[Goal]
Reproduce the line that holds "Practice. Identify the terracotta" together with all the lines after it up to the end of the entries.

------------------------------------------------------------

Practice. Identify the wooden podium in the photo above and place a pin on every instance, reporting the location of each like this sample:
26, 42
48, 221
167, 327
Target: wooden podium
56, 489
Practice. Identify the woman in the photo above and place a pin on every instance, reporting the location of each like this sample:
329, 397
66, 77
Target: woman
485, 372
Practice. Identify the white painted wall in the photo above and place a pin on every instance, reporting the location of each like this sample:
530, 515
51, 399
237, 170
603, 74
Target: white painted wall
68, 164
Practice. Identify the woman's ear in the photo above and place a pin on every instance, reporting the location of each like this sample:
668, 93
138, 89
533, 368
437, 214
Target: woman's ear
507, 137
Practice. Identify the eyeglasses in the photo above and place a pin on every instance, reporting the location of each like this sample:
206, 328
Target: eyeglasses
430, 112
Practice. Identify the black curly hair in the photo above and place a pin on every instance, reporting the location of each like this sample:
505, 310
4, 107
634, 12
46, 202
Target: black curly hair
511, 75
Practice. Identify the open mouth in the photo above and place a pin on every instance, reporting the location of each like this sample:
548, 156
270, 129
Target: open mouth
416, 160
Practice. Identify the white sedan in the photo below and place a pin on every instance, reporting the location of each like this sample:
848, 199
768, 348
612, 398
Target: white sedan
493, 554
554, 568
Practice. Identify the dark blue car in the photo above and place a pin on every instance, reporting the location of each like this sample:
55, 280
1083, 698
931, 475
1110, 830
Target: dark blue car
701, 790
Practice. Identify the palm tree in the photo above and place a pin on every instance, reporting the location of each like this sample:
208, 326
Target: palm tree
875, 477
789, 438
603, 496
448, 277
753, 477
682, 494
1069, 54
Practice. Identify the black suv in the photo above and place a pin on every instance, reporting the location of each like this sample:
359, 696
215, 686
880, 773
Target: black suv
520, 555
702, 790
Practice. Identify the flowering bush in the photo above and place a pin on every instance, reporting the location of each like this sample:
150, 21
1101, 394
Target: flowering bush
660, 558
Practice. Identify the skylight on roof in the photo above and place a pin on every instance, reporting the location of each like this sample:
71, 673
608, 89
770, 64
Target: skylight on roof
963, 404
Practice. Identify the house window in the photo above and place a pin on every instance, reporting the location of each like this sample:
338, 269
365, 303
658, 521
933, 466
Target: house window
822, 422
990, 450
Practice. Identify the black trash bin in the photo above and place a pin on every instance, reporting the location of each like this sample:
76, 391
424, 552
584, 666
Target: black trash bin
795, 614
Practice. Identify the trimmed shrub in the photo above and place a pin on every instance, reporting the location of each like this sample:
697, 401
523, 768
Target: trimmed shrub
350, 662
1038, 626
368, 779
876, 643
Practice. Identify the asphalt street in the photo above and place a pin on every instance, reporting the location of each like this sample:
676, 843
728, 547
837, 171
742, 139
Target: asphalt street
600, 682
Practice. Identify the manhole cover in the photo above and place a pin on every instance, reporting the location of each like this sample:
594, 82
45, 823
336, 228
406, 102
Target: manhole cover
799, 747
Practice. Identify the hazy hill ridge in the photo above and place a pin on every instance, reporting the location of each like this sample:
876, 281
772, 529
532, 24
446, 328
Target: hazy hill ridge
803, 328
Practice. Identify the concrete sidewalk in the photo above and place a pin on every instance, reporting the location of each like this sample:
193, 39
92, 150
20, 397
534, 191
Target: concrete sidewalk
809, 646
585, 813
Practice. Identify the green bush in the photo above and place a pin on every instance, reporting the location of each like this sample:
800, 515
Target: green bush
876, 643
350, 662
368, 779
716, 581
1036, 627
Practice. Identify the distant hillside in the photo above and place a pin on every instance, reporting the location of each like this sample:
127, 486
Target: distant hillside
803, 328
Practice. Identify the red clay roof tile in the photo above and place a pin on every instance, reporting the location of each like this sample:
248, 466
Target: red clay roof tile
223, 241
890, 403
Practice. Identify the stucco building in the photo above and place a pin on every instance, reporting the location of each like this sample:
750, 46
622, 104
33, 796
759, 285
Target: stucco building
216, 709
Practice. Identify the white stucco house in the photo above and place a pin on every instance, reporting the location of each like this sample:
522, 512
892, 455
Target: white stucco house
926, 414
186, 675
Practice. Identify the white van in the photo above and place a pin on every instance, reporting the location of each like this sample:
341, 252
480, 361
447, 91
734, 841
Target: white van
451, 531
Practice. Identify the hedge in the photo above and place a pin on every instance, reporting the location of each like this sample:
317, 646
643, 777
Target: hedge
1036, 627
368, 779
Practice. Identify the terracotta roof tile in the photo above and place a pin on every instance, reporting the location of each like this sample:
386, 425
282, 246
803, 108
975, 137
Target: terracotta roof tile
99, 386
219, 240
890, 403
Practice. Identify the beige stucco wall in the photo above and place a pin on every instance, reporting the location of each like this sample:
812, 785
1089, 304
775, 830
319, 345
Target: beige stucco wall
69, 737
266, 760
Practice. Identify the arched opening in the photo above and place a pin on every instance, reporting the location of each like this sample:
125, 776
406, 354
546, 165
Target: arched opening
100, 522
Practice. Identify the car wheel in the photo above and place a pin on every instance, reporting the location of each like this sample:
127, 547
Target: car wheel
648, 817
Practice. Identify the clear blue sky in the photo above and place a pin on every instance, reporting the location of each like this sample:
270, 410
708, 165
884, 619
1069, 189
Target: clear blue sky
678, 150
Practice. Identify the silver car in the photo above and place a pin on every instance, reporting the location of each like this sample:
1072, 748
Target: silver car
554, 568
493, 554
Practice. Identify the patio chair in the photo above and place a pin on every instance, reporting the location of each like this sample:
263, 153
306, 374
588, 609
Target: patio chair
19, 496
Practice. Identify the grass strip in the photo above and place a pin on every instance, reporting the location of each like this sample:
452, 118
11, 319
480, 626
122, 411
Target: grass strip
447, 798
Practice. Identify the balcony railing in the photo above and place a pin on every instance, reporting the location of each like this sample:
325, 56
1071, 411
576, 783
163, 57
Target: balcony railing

------------------------------------------------------------

[The output]
Practice. Identify the terracotta roof tile in the photo above and place a pin on every instance, reporting the location of each like this sample:
386, 425
282, 246
803, 108
975, 137
Target: terracotta roof tile
99, 386
219, 240
890, 403
Practice. Identify the beige stucco wall in the photo above and place a pin on every instance, reporting the location of each like this sample:
812, 785
1089, 304
775, 830
319, 345
Target: beige stucco wall
69, 737
266, 760
Practice. Identify the arched opening in the photo above and place a pin on every instance, reporting the location of each like this sample:
125, 776
406, 354
546, 165
Target: arched opening
100, 522
Practice. Identify the car wheel in the photo above and place a pin on every instance, reporting the location of each like this sample:
127, 547
Target: car wheel
648, 817
Practice. Identify the clear blue sky in the photo above and place a pin on every instance, reporting the location of each like this sample:
270, 410
708, 165
884, 619
1069, 189
Target: clear blue sky
678, 150
Practice. Identify the silver car in the photo above and place a pin on every instance, reporting the location of each like this sample:
1072, 748
Target: silver car
554, 568
493, 554
Practice. Identify the patio chair in the photo above and place a pin on every instance, reporting the location of each like this sample:
263, 153
306, 374
588, 609
Target: patio chair
19, 496
Practice. Identify the grass strip in the photo above and place a pin on every instance, reporting the location of each like this sample:
452, 118
11, 319
480, 626
122, 411
Target: grass strip
447, 798
Practice. Identify the balcony railing in the photo above and place a pin on every instance, reporting the location of each like this sample:
325, 56
1071, 411
576, 783
163, 57
Target: balcony railing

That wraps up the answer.